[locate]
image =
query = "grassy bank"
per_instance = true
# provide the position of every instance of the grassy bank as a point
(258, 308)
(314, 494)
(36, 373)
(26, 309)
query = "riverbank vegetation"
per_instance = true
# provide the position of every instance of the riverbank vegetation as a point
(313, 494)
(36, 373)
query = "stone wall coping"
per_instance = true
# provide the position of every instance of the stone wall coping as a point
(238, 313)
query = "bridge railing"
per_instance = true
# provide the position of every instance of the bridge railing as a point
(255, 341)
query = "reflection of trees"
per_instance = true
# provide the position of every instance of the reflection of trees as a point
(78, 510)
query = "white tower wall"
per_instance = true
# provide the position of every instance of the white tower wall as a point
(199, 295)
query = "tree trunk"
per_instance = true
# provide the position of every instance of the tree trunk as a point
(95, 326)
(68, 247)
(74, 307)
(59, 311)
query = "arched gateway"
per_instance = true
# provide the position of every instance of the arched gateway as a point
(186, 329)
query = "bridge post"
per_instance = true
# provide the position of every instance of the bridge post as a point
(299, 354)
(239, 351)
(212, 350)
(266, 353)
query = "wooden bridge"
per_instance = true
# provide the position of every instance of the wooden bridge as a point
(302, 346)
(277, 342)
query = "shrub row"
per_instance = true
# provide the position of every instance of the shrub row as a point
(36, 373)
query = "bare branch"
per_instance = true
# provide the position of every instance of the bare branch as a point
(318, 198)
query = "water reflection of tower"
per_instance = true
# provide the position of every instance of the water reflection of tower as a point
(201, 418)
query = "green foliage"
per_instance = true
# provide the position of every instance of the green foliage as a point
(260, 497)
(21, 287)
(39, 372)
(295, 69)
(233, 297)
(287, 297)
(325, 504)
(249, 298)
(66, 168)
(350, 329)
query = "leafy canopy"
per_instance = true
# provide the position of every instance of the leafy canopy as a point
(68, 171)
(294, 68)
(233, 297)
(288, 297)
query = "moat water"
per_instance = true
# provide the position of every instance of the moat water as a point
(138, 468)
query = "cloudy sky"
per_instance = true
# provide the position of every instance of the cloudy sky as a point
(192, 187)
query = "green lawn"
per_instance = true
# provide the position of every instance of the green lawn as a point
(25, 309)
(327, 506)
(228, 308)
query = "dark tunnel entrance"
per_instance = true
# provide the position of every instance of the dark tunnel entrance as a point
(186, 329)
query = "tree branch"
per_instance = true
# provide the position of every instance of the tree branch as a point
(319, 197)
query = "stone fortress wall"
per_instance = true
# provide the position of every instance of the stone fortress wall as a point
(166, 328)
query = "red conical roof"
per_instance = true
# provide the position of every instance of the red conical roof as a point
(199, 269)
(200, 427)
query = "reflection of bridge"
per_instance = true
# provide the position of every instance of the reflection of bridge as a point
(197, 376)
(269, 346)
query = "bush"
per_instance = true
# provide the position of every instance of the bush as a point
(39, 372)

▶ Set task: Identify every line in the entries above that contains the string "vegetation", matching case exactly, and copy each of those lines in full.

▶ Exercise answer:
query = "riverbank vegetation"
# provide the position of every instance of the riverbank vegetation as a point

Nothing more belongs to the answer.